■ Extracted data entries
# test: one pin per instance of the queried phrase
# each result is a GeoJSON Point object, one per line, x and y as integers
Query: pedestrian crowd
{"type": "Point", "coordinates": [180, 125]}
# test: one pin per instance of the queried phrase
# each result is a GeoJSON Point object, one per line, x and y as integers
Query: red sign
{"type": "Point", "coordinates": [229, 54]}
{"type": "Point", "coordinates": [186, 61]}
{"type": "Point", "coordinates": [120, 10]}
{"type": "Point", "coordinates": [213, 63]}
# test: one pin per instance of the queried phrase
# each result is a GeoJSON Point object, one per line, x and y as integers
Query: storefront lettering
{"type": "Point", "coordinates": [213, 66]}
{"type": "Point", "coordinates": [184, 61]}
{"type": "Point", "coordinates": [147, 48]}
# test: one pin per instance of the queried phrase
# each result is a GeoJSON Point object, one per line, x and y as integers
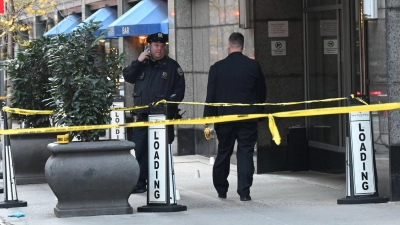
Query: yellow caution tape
{"type": "Point", "coordinates": [26, 111]}
{"type": "Point", "coordinates": [130, 108]}
{"type": "Point", "coordinates": [219, 119]}
{"type": "Point", "coordinates": [63, 139]}
{"type": "Point", "coordinates": [48, 112]}
{"type": "Point", "coordinates": [207, 133]}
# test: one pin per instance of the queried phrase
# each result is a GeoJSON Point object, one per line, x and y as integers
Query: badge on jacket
{"type": "Point", "coordinates": [141, 77]}
{"type": "Point", "coordinates": [180, 71]}
{"type": "Point", "coordinates": [164, 75]}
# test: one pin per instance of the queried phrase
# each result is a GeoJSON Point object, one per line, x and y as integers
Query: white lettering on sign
{"type": "Point", "coordinates": [278, 29]}
{"type": "Point", "coordinates": [118, 117]}
{"type": "Point", "coordinates": [362, 153]}
{"type": "Point", "coordinates": [125, 30]}
{"type": "Point", "coordinates": [157, 161]}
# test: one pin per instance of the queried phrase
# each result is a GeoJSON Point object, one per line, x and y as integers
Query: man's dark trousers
{"type": "Point", "coordinates": [246, 135]}
{"type": "Point", "coordinates": [141, 140]}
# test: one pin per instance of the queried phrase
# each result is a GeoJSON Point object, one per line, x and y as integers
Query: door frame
{"type": "Point", "coordinates": [345, 27]}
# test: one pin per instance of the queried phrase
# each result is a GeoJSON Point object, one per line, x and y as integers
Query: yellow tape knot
{"type": "Point", "coordinates": [274, 130]}
{"type": "Point", "coordinates": [207, 133]}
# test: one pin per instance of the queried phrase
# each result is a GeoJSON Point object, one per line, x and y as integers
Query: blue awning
{"type": "Point", "coordinates": [146, 17]}
{"type": "Point", "coordinates": [65, 26]}
{"type": "Point", "coordinates": [105, 15]}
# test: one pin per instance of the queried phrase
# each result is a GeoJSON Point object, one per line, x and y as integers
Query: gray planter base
{"type": "Point", "coordinates": [92, 178]}
{"type": "Point", "coordinates": [30, 179]}
{"type": "Point", "coordinates": [30, 153]}
{"type": "Point", "coordinates": [62, 213]}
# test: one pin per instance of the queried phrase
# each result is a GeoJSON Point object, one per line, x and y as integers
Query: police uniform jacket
{"type": "Point", "coordinates": [155, 81]}
{"type": "Point", "coordinates": [235, 79]}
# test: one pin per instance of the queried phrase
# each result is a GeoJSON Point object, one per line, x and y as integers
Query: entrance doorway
{"type": "Point", "coordinates": [327, 69]}
{"type": "Point", "coordinates": [328, 74]}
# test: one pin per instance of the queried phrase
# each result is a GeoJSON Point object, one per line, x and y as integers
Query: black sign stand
{"type": "Point", "coordinates": [351, 197]}
{"type": "Point", "coordinates": [171, 204]}
{"type": "Point", "coordinates": [10, 188]}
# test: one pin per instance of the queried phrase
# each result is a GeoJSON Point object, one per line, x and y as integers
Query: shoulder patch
{"type": "Point", "coordinates": [180, 71]}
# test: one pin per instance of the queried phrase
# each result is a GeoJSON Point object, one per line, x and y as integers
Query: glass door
{"type": "Point", "coordinates": [324, 70]}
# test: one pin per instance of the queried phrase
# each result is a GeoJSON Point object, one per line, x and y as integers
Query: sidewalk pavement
{"type": "Point", "coordinates": [278, 198]}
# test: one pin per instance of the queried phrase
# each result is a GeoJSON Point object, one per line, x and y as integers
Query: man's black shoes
{"type": "Point", "coordinates": [223, 195]}
{"type": "Point", "coordinates": [245, 198]}
{"type": "Point", "coordinates": [137, 191]}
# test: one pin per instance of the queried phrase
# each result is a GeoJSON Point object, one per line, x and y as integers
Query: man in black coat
{"type": "Point", "coordinates": [156, 77]}
{"type": "Point", "coordinates": [235, 79]}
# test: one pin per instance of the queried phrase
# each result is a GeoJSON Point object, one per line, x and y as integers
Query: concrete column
{"type": "Point", "coordinates": [392, 15]}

■ TO DO
All entries are to be duplicated exactly, with the pictures left out.

■ RESPONSE AREA
# test: one pin per instance of the queried phrase
# each result is a GeoJSON Point object, one per line, x and y as integers
Query: pedestrian crowd
{"type": "Point", "coordinates": [180, 125]}
# test: one pin per instance of the queried phrase
# each result is a GeoJSON Point object, one per line, x and y as integers
Query: red sign
{"type": "Point", "coordinates": [229, 54]}
{"type": "Point", "coordinates": [186, 61]}
{"type": "Point", "coordinates": [120, 10]}
{"type": "Point", "coordinates": [213, 63]}
# test: one pin per instance of the queried phrase
# each result is a GeoJSON Point object, one per line, x and y as integers
Query: storefront lettering
{"type": "Point", "coordinates": [213, 66]}
{"type": "Point", "coordinates": [184, 61]}
{"type": "Point", "coordinates": [147, 48]}
# test: one pin per instance of the queried phrase
# each result is a GeoJSON Point object, one per line, x and y as integers
Query: yellow caution tape
{"type": "Point", "coordinates": [26, 111]}
{"type": "Point", "coordinates": [130, 108]}
{"type": "Point", "coordinates": [219, 119]}
{"type": "Point", "coordinates": [63, 139]}
{"type": "Point", "coordinates": [48, 112]}
{"type": "Point", "coordinates": [207, 133]}
# test: one pin per instance of the queried phrase
# each result is a GeoJSON Point object, one per line, x and y as integers
Query: badge on jacket
{"type": "Point", "coordinates": [141, 77]}
{"type": "Point", "coordinates": [180, 71]}
{"type": "Point", "coordinates": [164, 75]}
# test: one pin per instance of the queried phrase
# each result is a GeoJSON Point object, one per line, x and y as integers
Query: white lettering on sign
{"type": "Point", "coordinates": [278, 29]}
{"type": "Point", "coordinates": [118, 117]}
{"type": "Point", "coordinates": [362, 153]}
{"type": "Point", "coordinates": [125, 30]}
{"type": "Point", "coordinates": [157, 161]}
# test: one pin per instance of the queried phrase
# each result is a GeoJSON Point object, one per line, x and y as integers
Query: man's dark trousers
{"type": "Point", "coordinates": [246, 135]}
{"type": "Point", "coordinates": [141, 140]}
# test: one pin per instance of the queried phrase
# each result is a GeoJSON Point object, one per line, x and y as integers
Query: door frame
{"type": "Point", "coordinates": [345, 27]}
# test: one pin per instance of the queried phrase
# each result is a GeoJSON Point object, one per line, x and y as integers
Query: yellow tape knot
{"type": "Point", "coordinates": [274, 130]}
{"type": "Point", "coordinates": [207, 133]}
# test: one pin per instance of the queried phrase
# each result is a GeoJSON Point object, one per line, x and y as integers
Query: blue awning
{"type": "Point", "coordinates": [146, 17]}
{"type": "Point", "coordinates": [65, 26]}
{"type": "Point", "coordinates": [105, 15]}
# test: one pin per instance of the queried phrase
# each result is a GeoJSON Point object, one per line, x and y as integers
Query: gray planter base
{"type": "Point", "coordinates": [92, 178]}
{"type": "Point", "coordinates": [30, 179]}
{"type": "Point", "coordinates": [30, 153]}
{"type": "Point", "coordinates": [62, 213]}
# test: one pin per instance of the queried phrase
# each result is a GeoJSON Point object, one per line, x and y as integers
Query: police uniform jacket
{"type": "Point", "coordinates": [155, 81]}
{"type": "Point", "coordinates": [235, 79]}
# test: one pin per instance of the queried phrase
# each result is a GeoJSON Point object, one per line, x and y as integers
Query: entrance doorway
{"type": "Point", "coordinates": [327, 69]}
{"type": "Point", "coordinates": [328, 74]}
# test: one pin per instance of the queried phrase
# each result is a GeoJSON Point object, one per line, x and y as integers
Query: black sign stand
{"type": "Point", "coordinates": [351, 197]}
{"type": "Point", "coordinates": [171, 204]}
{"type": "Point", "coordinates": [10, 188]}
# test: one pin per instance of the queried phrase
# each result is a GeoJSON Point object, one per line, x and y as integers
Query: shoulder patch
{"type": "Point", "coordinates": [180, 71]}
# test: one pin per instance of the queried phrase
# each result is a GeoJSON Point object, one per line, x and y as integers
Query: glass door
{"type": "Point", "coordinates": [324, 70]}
# test: one pin per instance of the queried phrase
# each result is a GeoJSON Point object, one per line, x and y as integers
Query: sidewalk pavement
{"type": "Point", "coordinates": [278, 198]}
# test: one pin per instance of the queried phrase
# each result is a GeoJSON Point object, one per line, x and y as integers
Query: man's black shoes
{"type": "Point", "coordinates": [223, 195]}
{"type": "Point", "coordinates": [245, 198]}
{"type": "Point", "coordinates": [137, 191]}
# test: one pin per instance of the queried phrase
# each result is a GeoJSON Point object, one per line, x and y as integers
Query: man in black coat
{"type": "Point", "coordinates": [156, 77]}
{"type": "Point", "coordinates": [235, 79]}
# test: one pin per instance of the queried phrase
# each result is a GeoJSON Point object, one per line, x and y as integers
Query: concrete column
{"type": "Point", "coordinates": [392, 15]}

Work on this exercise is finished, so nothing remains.